_Tarefa a realizar_: Transcreva, do excerto sobre os fundamentos de direito, o trecho desde "No caso, impõe-se" até "conclusões de recurso.", inclusive.

_Excerto do texto_:
◇ ◇ ◇
III. FUNDAMENTOS DE DIREITO
1. Sendo o objeto do recurso definido pelas conclusões das alegações, impõe-se conhecer das questões colocadas pelo apelante e as que forem de conhecimento oficioso, sem prejuízo daquelas cuja decisão fique prejudicada pela solução dada a outras – arts. 635.º e 639.º do CPC – salientando-se, no entanto, que o tribunal não está obrigado a apreciar todos os argumentos apresentados pelas partes para sustentar os seus pontos de vista, sendo o julgador livre na interpretação e aplicação do direito – art.º 5.º, nº 3 do mesmo diploma.
No caso, impõe-se apreciar:
- Da verificação da exceção do caso julgado;
- Da verificação dos pressupostos para a qualificação da insolvência como culposa e da afetação dos respetivos gerentes, ponderando o disposto no art.º 186.º do CIRE, diploma a que aludiremos quando não se fizer menção de origem e considerando o período juridicamente relevante, de 26-10-2001 a 26-10-2004, extensível até 26-10-2005 (art.º 4.º, nº2), relevando aferir (i) dos pressupostos genéricos para a qualificação e (ii) concretamente, da subsunção dos factos apurados à tipologia enunciada nos números 2 e 3 do referido preceito, considerando estritamente a delimitação feita na decisão recorrida e o teor das conclusões de recurso.

2. Da exceção do caso julgado
Os efeitos do caso julgado podem ser vistos numa dupla perspetiva, tratando-se de realidades distintas: a exceção de caso julgado, exceção dilatória a que alude o art.º 577.º, alínea i) do CPC, aferindo-se pela identidade dos sujeitos, pedido e causa de pedir (art.º 581.º do CPC), pressupondo a repetição de uma causa; trata-se de exceção de conhecimento oficioso e dá origem à absolvição da instância (arts. 578.º e 576.º, n.º 2); e a autoridade do caso julgado, que importa a aceitação de decisão proferida anteriormente, noutro processo, cujo conteúdo importa ao presente e que se lhe impõe, assim obstando que uma determinada situação jurídica ou relação seja novamente apreciada, considerando parte da jurisprudência e doutrina que, nesta aceção, não se exige a tríplice identidade [ [3] ].
◇ ◇ ◇
_Dados fornecidos_:

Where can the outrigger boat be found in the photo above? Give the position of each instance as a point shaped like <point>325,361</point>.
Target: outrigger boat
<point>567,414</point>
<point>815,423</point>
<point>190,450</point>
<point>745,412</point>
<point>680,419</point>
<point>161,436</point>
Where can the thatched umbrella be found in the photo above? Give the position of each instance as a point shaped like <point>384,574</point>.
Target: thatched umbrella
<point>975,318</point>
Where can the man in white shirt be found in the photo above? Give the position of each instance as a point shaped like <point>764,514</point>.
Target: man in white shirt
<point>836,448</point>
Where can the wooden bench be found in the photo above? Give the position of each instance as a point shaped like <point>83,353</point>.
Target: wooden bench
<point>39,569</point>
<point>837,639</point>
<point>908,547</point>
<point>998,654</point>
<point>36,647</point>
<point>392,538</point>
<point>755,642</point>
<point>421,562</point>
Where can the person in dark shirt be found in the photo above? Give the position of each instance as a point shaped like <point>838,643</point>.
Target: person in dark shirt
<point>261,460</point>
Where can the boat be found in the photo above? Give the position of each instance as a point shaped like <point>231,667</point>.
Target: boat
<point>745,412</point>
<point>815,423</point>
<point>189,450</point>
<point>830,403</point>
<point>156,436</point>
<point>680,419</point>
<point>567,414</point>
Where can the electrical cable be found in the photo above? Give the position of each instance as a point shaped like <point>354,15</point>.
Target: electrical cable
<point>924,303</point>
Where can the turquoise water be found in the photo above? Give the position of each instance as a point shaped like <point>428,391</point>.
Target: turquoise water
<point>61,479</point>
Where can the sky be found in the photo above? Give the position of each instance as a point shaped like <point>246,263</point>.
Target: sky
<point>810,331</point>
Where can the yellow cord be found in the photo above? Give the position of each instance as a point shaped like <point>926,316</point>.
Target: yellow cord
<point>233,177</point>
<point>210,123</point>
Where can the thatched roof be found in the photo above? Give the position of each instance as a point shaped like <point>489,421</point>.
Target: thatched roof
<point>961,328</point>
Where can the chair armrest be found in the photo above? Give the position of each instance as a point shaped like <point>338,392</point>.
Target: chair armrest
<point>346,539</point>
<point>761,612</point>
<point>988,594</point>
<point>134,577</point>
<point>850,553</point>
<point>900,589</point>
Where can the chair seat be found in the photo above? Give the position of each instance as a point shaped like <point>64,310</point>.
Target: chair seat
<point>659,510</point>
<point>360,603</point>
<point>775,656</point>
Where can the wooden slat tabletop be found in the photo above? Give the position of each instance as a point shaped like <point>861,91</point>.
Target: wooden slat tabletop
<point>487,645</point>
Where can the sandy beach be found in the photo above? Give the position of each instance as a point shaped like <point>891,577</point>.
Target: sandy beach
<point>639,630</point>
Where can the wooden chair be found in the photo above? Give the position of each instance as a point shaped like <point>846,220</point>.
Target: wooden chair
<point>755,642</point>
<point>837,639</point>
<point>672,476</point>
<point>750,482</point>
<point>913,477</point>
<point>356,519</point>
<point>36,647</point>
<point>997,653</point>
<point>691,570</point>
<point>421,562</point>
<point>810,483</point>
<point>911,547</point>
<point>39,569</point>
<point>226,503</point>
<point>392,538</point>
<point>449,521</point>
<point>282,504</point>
◇ ◇ ◇
_Resposta ao exercício_:
No caso, impõe-se apreciar:
- Da verificação da exceção do caso julgado;
- Da verificação dos pressupostos para a qualificação da insolvência como culposa e da afetação dos respetivos gerentes, ponderando o disposto no art.º 186.º do CIRE, diploma a que aludiremos quando não se fizer menção de origem e considerando o período juridicamente relevante, de 26-10-2001 a 26-10-2004, extensível até 26-10-2005 (art.º 4.º, nº2), relevando aferir (i) dos pressupostos genéricos para a qualificação e (ii) concretamente, da subsunção dos factos apurados à tipologia enunciada nos números 2 e 3 do referido preceito, considerando estritamente a delimitação feita na decisão recorrida e o teor das conclusões de recurso.